**Task to carry out:**
Copy out all the data, word for word.

**Given data:**
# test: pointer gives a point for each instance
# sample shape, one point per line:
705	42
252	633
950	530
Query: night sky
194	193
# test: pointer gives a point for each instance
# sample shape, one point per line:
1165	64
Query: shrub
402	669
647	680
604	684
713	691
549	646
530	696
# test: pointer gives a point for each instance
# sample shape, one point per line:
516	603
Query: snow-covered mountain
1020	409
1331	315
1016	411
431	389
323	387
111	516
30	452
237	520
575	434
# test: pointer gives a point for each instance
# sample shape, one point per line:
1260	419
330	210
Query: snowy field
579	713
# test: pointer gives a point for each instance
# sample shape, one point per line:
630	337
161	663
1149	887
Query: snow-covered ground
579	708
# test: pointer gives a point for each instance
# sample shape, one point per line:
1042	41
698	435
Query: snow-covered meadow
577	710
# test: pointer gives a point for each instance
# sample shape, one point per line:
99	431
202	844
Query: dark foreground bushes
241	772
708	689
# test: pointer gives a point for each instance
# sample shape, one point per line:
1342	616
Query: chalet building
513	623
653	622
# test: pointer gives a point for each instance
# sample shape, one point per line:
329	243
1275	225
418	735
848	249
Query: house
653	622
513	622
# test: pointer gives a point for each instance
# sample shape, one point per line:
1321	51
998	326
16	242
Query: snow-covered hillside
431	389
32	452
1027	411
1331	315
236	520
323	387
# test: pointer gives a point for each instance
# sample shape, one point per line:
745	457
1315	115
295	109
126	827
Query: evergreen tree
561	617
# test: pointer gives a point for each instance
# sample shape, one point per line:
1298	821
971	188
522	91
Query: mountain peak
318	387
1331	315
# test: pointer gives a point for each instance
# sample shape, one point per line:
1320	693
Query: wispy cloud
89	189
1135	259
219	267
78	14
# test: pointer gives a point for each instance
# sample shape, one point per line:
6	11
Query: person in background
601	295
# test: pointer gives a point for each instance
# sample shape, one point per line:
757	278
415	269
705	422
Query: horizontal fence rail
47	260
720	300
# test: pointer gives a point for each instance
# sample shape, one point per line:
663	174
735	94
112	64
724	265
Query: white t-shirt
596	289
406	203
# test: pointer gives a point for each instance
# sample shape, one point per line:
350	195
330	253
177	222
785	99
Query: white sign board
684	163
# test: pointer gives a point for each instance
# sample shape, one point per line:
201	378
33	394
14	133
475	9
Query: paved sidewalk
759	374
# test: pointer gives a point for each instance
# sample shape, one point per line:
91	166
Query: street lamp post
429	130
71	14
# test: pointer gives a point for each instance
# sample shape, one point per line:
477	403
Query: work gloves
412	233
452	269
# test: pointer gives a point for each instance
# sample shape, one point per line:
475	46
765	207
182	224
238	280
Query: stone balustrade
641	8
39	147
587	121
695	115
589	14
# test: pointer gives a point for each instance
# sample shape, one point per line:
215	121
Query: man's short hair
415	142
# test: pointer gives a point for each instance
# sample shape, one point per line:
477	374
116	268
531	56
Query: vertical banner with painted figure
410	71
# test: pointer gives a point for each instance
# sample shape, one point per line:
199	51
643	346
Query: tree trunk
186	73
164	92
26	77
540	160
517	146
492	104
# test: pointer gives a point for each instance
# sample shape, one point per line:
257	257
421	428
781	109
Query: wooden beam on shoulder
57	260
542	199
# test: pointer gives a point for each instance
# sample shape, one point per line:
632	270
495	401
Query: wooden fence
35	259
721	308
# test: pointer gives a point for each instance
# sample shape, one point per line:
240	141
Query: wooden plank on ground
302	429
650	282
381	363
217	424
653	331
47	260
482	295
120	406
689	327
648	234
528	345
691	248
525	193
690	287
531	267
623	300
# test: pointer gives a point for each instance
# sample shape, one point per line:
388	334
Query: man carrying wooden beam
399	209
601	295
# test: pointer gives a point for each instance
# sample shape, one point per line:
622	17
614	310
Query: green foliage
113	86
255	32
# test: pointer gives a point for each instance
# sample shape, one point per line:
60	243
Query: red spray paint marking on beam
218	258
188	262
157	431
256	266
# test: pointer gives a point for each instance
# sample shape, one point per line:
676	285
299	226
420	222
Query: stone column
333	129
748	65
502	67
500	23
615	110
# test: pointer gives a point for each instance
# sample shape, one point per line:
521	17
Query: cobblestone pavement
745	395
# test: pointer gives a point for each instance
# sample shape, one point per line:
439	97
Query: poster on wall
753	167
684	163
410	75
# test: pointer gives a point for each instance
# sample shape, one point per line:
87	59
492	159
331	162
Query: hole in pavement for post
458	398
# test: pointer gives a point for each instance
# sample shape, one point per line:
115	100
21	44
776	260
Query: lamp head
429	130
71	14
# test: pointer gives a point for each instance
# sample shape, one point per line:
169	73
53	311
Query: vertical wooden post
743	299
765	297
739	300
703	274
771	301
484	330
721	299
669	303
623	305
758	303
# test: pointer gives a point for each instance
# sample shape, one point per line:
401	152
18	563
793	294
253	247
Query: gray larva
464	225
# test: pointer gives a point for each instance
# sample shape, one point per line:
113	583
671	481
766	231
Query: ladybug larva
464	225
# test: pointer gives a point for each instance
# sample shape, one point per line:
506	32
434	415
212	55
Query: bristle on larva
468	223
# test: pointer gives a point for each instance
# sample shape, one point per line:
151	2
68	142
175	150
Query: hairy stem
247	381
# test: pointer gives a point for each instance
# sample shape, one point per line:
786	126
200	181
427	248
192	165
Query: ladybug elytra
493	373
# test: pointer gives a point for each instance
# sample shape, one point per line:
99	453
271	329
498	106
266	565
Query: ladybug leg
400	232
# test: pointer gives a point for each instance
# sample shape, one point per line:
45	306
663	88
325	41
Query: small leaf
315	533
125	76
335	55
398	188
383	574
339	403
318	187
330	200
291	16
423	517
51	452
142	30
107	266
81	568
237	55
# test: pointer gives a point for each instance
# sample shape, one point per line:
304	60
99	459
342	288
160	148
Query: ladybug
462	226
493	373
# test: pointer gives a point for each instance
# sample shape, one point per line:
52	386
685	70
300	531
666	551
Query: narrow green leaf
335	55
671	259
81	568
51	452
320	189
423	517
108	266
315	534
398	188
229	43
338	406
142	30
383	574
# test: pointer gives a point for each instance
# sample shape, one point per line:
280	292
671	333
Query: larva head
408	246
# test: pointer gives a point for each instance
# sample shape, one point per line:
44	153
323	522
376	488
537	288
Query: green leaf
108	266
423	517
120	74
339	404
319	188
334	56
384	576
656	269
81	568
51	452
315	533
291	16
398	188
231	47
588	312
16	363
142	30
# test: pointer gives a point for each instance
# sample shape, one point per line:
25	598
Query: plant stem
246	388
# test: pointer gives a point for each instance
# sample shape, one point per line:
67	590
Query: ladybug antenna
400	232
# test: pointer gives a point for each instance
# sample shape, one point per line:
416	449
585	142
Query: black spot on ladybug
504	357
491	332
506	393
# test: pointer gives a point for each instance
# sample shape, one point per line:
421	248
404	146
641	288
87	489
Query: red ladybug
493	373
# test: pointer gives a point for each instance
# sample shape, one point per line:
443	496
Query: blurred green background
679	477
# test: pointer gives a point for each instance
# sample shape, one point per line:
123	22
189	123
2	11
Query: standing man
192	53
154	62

**Solution:**
# test: pointer gives a point for each instance
# sample shape, one point per line:
705	42
252	633
950	530
Query: night sky
194	193
# test: pointer gives a point for each instance
# sample shape, one point per line:
1165	64
Query: shrub
402	669
647	680
604	684
713	691
549	646
530	696
# test: pointer gives a point for each instance
# sample shape, one point per line:
516	603
Query: snow-covered mountain
1020	409
1331	315
1016	411
431	389
323	387
111	516
30	452
237	520
575	434
# test: pointer gives a point for each instance
# sample shape, one point per line:
1260	419
330	210
Query: snowy field
579	713
# test: pointer gives a point for each instance
# sample shape, one point per line:
630	337
161	663
1149	887
Query: snow-covered ground
579	708
# test: pointer gives a point for each instance
# sample shape, one point per line:
1042	41
698	435
Query: snow-covered meadow
577	710
# test: pointer gives a point for each instance
# sample shape, one point per line:
99	431
202	844
Query: dark foreground bushes
241	772
708	689
# test: pointer gives a point for each instance
# sample shape, one point per line:
1342	616
Query: chalet building
513	623
653	622
# test: pointer gives a point for each instance
# sample shape, one point per line:
329	243
1275	225
418	735
848	249
Query: house
653	622
513	622
# test: pointer gives a point for each instance
# sample shape, one point per line:
1321	51
998	326
16	242
Query: snow-covered hillside
431	389
32	452
1027	411
1331	315
236	520
323	387
# test: pointer gives a point for each instance
# sample shape, one point per line:
745	457
1315	115
295	109
126	827
Query: evergreen tree
561	617
# test: pointer gives a point for each instance
# sample shape, one point per line:
1298	821
971	188
522	91
Query: mountain peak
318	387
1331	315
# test: pointer gives a point for each instance
# sample shape, one point per line:
1320	693
Query: wispy cloud
89	189
1135	259
219	267
78	14
# test: pointer gives a point for each instance
# sample shape, one point per line:
6	11
Query: person in background
601	295
# test: pointer gives a point for each instance
# sample shape, one point per line:
757	278
415	269
705	422
Query: horizontal fence rail
47	260
720	300
# test: pointer gives a point for each instance
# sample shape, one point per line:
663	174
735	94
112	64
724	265
Query: white t-shirt
596	289
406	203
# test: pointer gives a point for each instance
# sample shape, one point per line:
350	195
330	253
177	222
785	99
Query: white sign board
684	163
# test: pointer gives a point for each instance
# sample shape, one point per line:
201	378
33	394
14	133
475	9
Query: paved sidewalk
759	374
# test: pointer gives a point for each instance
# sample shape, one point per line:
91	166
Query: street lamp post
429	130
71	14
# test: pointer gives a point for each instance
# sample shape, one point per line:
477	403
Query: work gloves
412	233
452	269
# test: pointer gives a point for each instance
# sample shape, one point per line:
475	46
765	207
182	224
238	280
Query: stone balustrade
641	8
39	147
587	121
695	115
589	14
# test: pointer gives a point for each instance
# sample shape, one point per line:
215	121
Query: man's short hair
415	142
# test: pointer gives a point for each instance
# sample shape, one point per line:
477	374
116	268
531	56
Query: vertical banner with painted figure
410	71
# test: pointer gives a point for each instance
# sample shape, one point per line:
199	51
643	346
Query: tree trunk
186	73
164	92
26	77
540	160
517	146
492	104
# test: pointer gives a point for each instance
# sample shape, one point per line:
257	257
421	428
781	109
Query: wooden beam on shoulder
57	260
542	199
# test: pointer gives a point for each instance
# sample shape, one point per line:
632	270
495	401
Query: wooden fence
35	259
721	308
# test: pointer gives a point for each instance
# sample shape, one point per line:
240	141
Query: wooden plank on ground
302	429
650	282
381	363
217	424
653	331
47	260
482	295
120	406
689	327
648	234
528	345
691	248
525	193
690	287
531	267
623	300
# test: pointer gives a point for each instance
# sample shape, one point per line:
388	334
Query: man carrying wooden beam
399	209
601	295
# test: pointer gives a point for each instance
# sample shape, one point per line:
622	17
614	310
Query: green foliage
113	86
255	32
# test: pointer gives a point for each instance
# sample shape, one point per line:
60	243
Query: red spray paint marking on beam
218	258
188	262
157	431
256	266
# test: pointer gives a point for each instance
# sample shape, one point per line:
676	285
299	226
420	222
Query: stone column
333	129
748	65
502	67
500	23
615	110
# test: pointer gives a point for each instance
# sample shape, one point per line:
521	17
Query: cobblestone pavement
745	395
# test: pointer gives a point for each instance
# sample shape, one point per line:
439	97
Query: poster on wall
753	167
684	163
410	75
# test: pointer gives a point for each instance
# sample shape, one point per line:
87	59
492	159
331	162
Query: hole in pavement for post
458	398
# test: pointer gives a point for each instance
# sample shape, one point per line:
115	100
21	44
776	260
Query: lamp head
429	130
71	14
# test: pointer gives a point for each instance
# sample shape, one point per line:
169	73
53	311
Query: vertical wooden post
743	299
765	297
739	300
703	274
771	301
484	330
721	299
669	303
623	305
758	303
# test: pointer gives a point for each instance
# sample shape, one point per line:
401	152
18	563
793	294
253	247
Query: gray larva
464	225
# test: pointer gives a point for each instance
# sample shape, one point per line:
113	583
671	481
766	231
Query: ladybug larva
464	225
# test: pointer gives a point for each instance
# sample shape, one point per line:
506	32
434	415
212	55
Query: bristle on larva
468	223
# test: pointer gives a point for each instance
# sample shape, one point per line:
151	2
68	142
175	150
Query: hairy stem
247	381
# test: pointer gives a point for each instance
# sample shape, one point per line:
786	126
200	181
427	248
192	165
Query: ladybug elytra
493	373
# test: pointer gives a point for each instance
# sample shape, one point per line:
99	453
271	329
498	106
266	565
Query: ladybug leg
400	232
# test: pointer gives a point for each instance
# sample shape, one point per line:
45	306
663	88
325	41
Query: small leaf
315	533
125	76
335	55
398	188
383	574
339	403
318	187
330	200
291	16
423	517
51	452
142	30
107	266
81	568
237	55
# test: pointer gives a point for each instance
# sample shape, one point per line:
304	60
99	459
342	288
160	148
Query: ladybug
462	226
493	373
# test: pointer gives a point for each instance
# sample shape, one point per line:
52	386
685	70
300	531
666	551
Query: narrow green leaf
335	55
671	259
81	568
51	452
320	189
423	517
108	266
315	534
398	188
229	43
338	406
142	30
383	574
# test: pointer gives a point for each instance
# sample shape, one point per line:
280	292
671	333
Query: larva head
408	246
# test: pointer gives a point for each instance
# sample shape, one point per line:
44	153
323	522
376	488
537	288
Query: green leaf
108	266
423	517
120	74
339	404
319	188
334	56
384	576
656	269
81	568
51	452
315	533
291	16
398	188
231	47
588	312
16	363
142	30
# test: pointer gives a point for each instance
# sample shape, one point per line:
25	598
Query: plant stem
246	388
# test: pointer gives a point for each instance
# sample shape, one point per line:
67	590
Query: ladybug antenna
400	232
# test: pointer gives a point for each instance
# sample shape, one point per line:
416	449
585	142
Query: black spot on ladybug
504	357
491	332
506	393
# test: pointer gives a point for each instance
# sample shape, one point per line:
421	248
404	146
641	288
87	489
Query: red ladybug
493	373
# test: pointer gives a point for each instance
# sample shape, one point per line:
443	496
Query: blurred green background
679	477
# test: pointer gives a point for each instance
# sample shape, one point per line:
123	22
189	123
2	11
Query: standing man
192	53
154	62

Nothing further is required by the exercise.